(Records from a dataset)
================================

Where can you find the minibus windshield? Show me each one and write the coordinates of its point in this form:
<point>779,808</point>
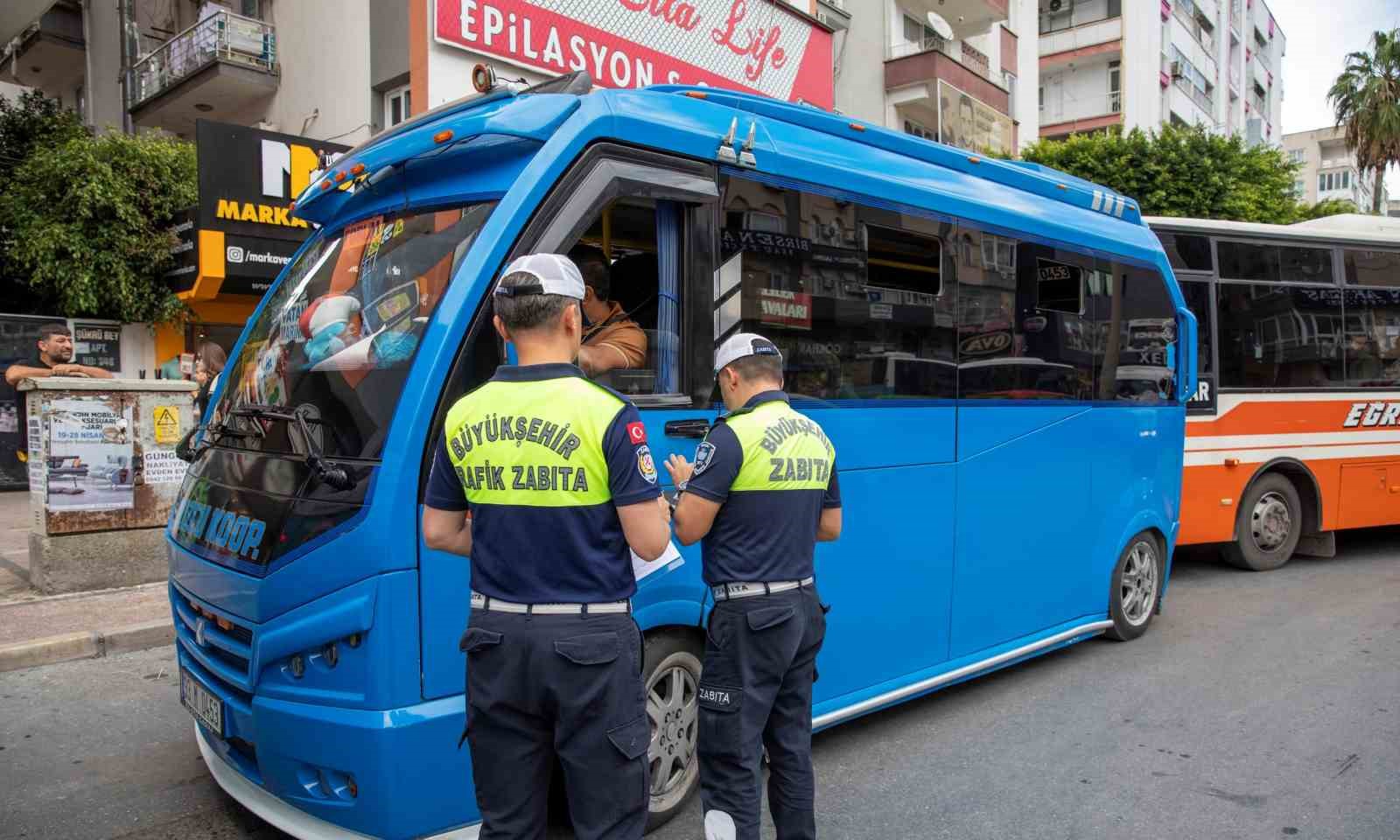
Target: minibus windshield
<point>335,340</point>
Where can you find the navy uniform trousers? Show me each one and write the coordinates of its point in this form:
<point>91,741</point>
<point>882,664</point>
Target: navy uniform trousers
<point>755,693</point>
<point>541,686</point>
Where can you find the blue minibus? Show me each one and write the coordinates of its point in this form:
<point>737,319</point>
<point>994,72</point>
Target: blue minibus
<point>1004,497</point>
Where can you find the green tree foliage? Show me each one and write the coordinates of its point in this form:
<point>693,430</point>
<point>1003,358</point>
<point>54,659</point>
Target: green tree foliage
<point>1180,172</point>
<point>88,223</point>
<point>1367,102</point>
<point>28,122</point>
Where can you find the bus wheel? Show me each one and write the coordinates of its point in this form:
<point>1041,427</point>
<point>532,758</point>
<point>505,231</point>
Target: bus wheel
<point>672,674</point>
<point>1138,580</point>
<point>1269,525</point>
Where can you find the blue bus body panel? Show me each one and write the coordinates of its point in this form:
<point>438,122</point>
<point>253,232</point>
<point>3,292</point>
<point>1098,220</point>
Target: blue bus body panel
<point>931,574</point>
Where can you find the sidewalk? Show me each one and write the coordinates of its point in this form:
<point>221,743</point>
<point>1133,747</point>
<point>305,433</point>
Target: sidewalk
<point>41,630</point>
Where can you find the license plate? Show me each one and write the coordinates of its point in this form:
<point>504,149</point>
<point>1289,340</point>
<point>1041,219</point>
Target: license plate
<point>200,702</point>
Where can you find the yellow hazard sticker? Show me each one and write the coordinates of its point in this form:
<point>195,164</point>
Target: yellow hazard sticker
<point>167,424</point>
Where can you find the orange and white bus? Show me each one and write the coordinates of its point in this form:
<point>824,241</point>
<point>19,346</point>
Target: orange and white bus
<point>1294,431</point>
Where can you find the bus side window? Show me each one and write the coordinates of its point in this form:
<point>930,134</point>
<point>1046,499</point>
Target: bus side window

================================

- Task directions
Can you edit the entire listing so that every "Show me each one" reads "Point to each one" while everything else stays the same, and leave the pictures out of your answer?

- Exercise solution
Where can you find the minibus windshield? Point to each one and write the coordinates of its point in this form:
<point>779,808</point>
Target: minibus windshield
<point>335,340</point>
Where can you find the navy uniform trousers? Point to each one and write the coordinates of its point in this form:
<point>91,741</point>
<point>882,664</point>
Target: navy uniform trousers
<point>755,693</point>
<point>541,686</point>
Where can you find the blue minibus? Point to each one and write the coordinates of its point in this form:
<point>737,319</point>
<point>994,72</point>
Target: blue minibus
<point>1004,497</point>
Where can you find the green tree foliage? Point to each one and write the coordinates of its point in this form:
<point>693,430</point>
<point>1003,358</point>
<point>54,659</point>
Target: green tree foliage
<point>1180,172</point>
<point>88,223</point>
<point>1367,102</point>
<point>28,122</point>
Where can you find the bus wheel? Point to each one and write the coordinates of its point in this form:
<point>1041,427</point>
<point>532,758</point>
<point>505,231</point>
Target: bus wheel
<point>672,674</point>
<point>1138,580</point>
<point>1269,525</point>
Where can you find the blue bus body panel? Point to each one and write the coordinates of its point in this form:
<point>438,122</point>
<point>253,232</point>
<point>3,292</point>
<point>1098,220</point>
Target: blue bus body panel
<point>931,574</point>
Where can you find the sidewalk? Point to each one and write the coordinates of its point in this form:
<point>221,743</point>
<point>1133,747</point>
<point>305,433</point>
Target: sidewalk
<point>41,630</point>
Where can you find the license plate? Point to each one and write the coordinates of its point in this form:
<point>504,149</point>
<point>1289,340</point>
<point>1041,219</point>
Target: license plate
<point>200,702</point>
Where can you find the yellow hazard sticker? Point to each one and write the coordinates of its point in this form:
<point>195,164</point>
Target: yellow hazard sticker
<point>167,424</point>
Where can you find the orange and white bus? Point to each one and write the coordinates of its point in this form:
<point>824,241</point>
<point>19,346</point>
Target: orange and white bus
<point>1294,431</point>
Where can you find the bus side window? Point to each one and write the coordinates of its point in this form:
<point>930,134</point>
<point>1046,499</point>
Target: bus side window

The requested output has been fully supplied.